━━━━━ ARTIKEL ━━━━━

Schritt 1: Geophysikalische Messung

Die geomagnetischen Messungen (Fluxgate Gradiometersystem FM 256) ergaben folgendes Ergebnis: Abschnitte des nördlichen und westlichen, zwischen 1,5 und 2 m breiten, Grabens zeigen hohe Magnetisierungen und weisen somit auf eine Verkleidung aus Beton und/oder Metall hin. Zusätzlich ist der Graben von stark magnetisierten Gruben durchsetzt, die einen Durchmesser von etwa 2,5 m haben. Zentral von dieser Grabenanlage eingefasst, befindet sich auf dem Areal eine L-förmige Struktur, deren lineare Anordnung durch die stark magnetisierten Befunde erkennbar ist. Der West-Ost-Trakt dieser Struktur misst 52,9 × 11,3 m, die Größe des Nord-Süd-Traktes beträgt 43 × 9,8 m. Nördlich und östlich davon verläuft ein 0,4 m breiter Graben, der ein Hinweis auf eine Holzpalisade bzw. eine Holzwand ist.

Schritt 2: Metalldetektorprospektion

Bereits die Ergebnisse der geophysikalischen Prospektion ließen Zweifel aufkommen, dass es sich bei der Fundstelle um Relikte aus der Römerepoche handeln könnte. Die Ergebnisse der Prospektion mit dem Metalldetektor widerlegten die ursprüngliche Annahme endgültig. So wurden Granatsplitter mit Schmauchspuren, ein deformiertes Scharnier aus Weißmetallblech (ein möglicher Wrackteil eines Flugzeuges), die Schnalle einer Gasmaske sowie zahlreiche Patronenhülsen geborgen. Die Patronenhülsen können unterschiedlichen Produktionsjahren zugeordnet werden und weisen Bodenstempel der Hirtenberger Munitionsfabrik, der Metallwarenfabrik Treuenbritzen GmbH/Werk Selterhof, der Finower Industrie GmbH/Finow/Mark Brandenburg und dem Waffenwerk Brünn A.G./Werk Povaszka Bystrica auf. Die Munition stammt somit ausschließlich aus Produktionsstätten, die in Deutschland oder in okkupierten Gebieten des Deutschen Reichs angesiedelt waren.

━━━━━ GESPEICHERTE DATEN ━━━━━

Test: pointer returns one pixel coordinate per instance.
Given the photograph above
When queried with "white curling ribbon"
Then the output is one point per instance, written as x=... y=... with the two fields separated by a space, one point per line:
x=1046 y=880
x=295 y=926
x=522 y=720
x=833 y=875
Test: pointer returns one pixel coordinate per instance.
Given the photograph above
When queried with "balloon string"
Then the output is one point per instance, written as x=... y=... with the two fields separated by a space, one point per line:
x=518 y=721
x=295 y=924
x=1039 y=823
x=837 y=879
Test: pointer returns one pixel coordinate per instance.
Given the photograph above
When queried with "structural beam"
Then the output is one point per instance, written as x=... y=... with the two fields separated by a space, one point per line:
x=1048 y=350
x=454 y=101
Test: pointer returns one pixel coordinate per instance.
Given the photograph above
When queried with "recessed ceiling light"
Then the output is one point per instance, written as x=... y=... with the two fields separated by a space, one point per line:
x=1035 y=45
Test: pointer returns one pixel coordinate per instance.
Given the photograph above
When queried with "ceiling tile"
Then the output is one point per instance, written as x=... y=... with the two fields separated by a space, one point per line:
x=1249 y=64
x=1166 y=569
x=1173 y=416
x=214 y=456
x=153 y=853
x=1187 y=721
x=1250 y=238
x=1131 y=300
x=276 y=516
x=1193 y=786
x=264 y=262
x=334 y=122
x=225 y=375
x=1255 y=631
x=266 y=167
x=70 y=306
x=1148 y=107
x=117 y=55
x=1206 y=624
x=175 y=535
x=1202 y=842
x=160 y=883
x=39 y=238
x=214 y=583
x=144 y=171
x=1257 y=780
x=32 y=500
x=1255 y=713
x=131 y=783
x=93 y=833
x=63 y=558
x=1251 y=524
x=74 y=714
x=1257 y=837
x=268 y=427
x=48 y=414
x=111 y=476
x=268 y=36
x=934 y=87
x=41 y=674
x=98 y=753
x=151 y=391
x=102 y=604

━━━━━

■ ARBEITSAUFTRÄGE ■
A) Beantworte anhand des Textes über die Fundstelle diese Fragen:
(i) Mit welchem Gerät wurden die geomagnetischen Messungen durchgeführt?
(ii) Wie breit ist der Graben, der auf eine Holzpalisade oder eine Holzwand hinweist?
(iii) Welcher geborgene Gegenstand könnte ein Wrackteil eines Flugzeuges sein?
B) Überarbeite im Text über die Fundstelle den Abschnitt von „Die geomagnetischen Messungen“ bis „eine Holzwand ist.“, und setze dabei „Stein“ an die Stelle von „Beton“.
C) Führe den Text über die Fundstelle nach seinem letzten Satz weiter.
Die Datensätze sind eigenständiges Material und gehören nicht zum Text über die Fundstelle.

■ LÖSUNGEN JE AUFGABE ■
A)
(i) Mit dem Fluxgate Gradiometersystem FM 256.
(ii) 0,4 m.
(iii) Ein deformiertes Scharnier aus Weißmetallblech.

B)
Die geomagnetischen Messungen (Fluxgate Gradiometersystem FM 256) ergaben folgendes Ergebnis: Abschnitte des nördlichen und westlichen, zwischen 1,5 und 2 m breiten, Grabens zeigen hohe Magnetisierungen und weisen somit auf eine Verkleidung aus Stein und/oder Metall hin. Zusätzlich ist der Graben von stark magnetisierten Gruben durchsetzt, die einen Durchmesser von etwa 2,5 m haben. Zentral von dieser Grabenanlage eingefasst, befindet sich auf dem Areal eine L-förmige Struktur, deren lineare Anordnung durch die stark magnetisierten Befunde erkennbar ist. Der West-Ost-Trakt dieser Struktur misst 52,9 × 11,3 m, die Größe des Nord-Süd-Traktes beträgt 43 × 9,8 m. Nördlich und östlich davon verläuft ein 0,4 m breiter Graben, der ein Hinweis auf eine Holzpalisade bzw. eine Holzwand ist.

C)
Interpretation

Der Stempel der Patrone des Brünner Waffenwerkes aus dem Jahr 1944 und eine Bierkapsel der Schwechater Brauerei, mit der Angabe des Jahrganges 42 sind eindeutige Datierungshinweise. Sie sind ein starker Beweis dafür, dass diese Anlage während des Zweiten Weltkrieges errichtet wurde und definitiv nicht aus der Römerzeit stammt. Die zahlreichen eisernen Baubeschläge weisen auf Holzeinbauten hin, die sich in Zusammenschau mit der Datierung, dem Standort, den Fundstücken und der Ähnlichkeit der Anlage mit einer Flakbatterie auf der Insel Mellum (Düneninsel in der Nordsee) als Reste einer Flakstellung aus dem Zweiten Weltkrieg interpretieren lassen.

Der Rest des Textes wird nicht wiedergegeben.